◆ TRABALHO SOLICITADO
Transcreva sem alterações as linhas que vão da que contém "such as <point>435,16</point>" até a que contém "<point>60,51</point>", incluídas as duas extremidades.
■ ■ ■
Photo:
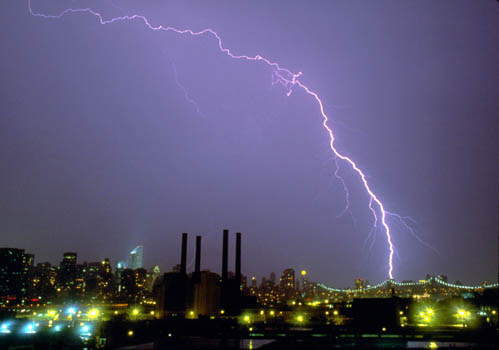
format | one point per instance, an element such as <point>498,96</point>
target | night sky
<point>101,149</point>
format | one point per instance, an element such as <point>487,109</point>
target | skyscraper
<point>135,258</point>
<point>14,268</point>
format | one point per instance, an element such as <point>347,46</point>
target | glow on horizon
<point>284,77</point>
■ ■ ■
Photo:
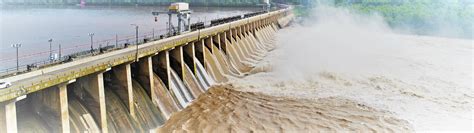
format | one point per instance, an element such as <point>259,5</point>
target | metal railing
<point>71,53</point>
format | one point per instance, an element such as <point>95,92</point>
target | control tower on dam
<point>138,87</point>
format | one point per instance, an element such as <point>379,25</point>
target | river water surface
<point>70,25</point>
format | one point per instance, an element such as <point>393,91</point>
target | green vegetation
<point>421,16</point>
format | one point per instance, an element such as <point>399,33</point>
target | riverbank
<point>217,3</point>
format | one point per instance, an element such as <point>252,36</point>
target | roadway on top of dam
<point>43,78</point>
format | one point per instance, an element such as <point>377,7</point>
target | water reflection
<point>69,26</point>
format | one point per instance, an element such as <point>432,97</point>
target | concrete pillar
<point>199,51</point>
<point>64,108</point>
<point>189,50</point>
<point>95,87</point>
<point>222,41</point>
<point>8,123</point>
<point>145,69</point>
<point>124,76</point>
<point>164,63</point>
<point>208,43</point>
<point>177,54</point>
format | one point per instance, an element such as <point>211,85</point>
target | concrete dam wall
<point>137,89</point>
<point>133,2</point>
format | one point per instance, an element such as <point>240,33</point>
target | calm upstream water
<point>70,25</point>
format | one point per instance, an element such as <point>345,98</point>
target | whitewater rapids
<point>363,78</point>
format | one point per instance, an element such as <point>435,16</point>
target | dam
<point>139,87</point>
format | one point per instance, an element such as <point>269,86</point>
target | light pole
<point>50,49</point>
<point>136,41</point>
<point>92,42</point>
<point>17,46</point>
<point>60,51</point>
■ ■ ■
◆ RESPOSTA DA TAREFA
format | one point per instance, an element such as <point>435,16</point>
target | dam
<point>139,87</point>
format | one point per instance, an element such as <point>269,86</point>
target | light pole
<point>50,49</point>
<point>136,41</point>
<point>92,42</point>
<point>17,46</point>
<point>60,51</point>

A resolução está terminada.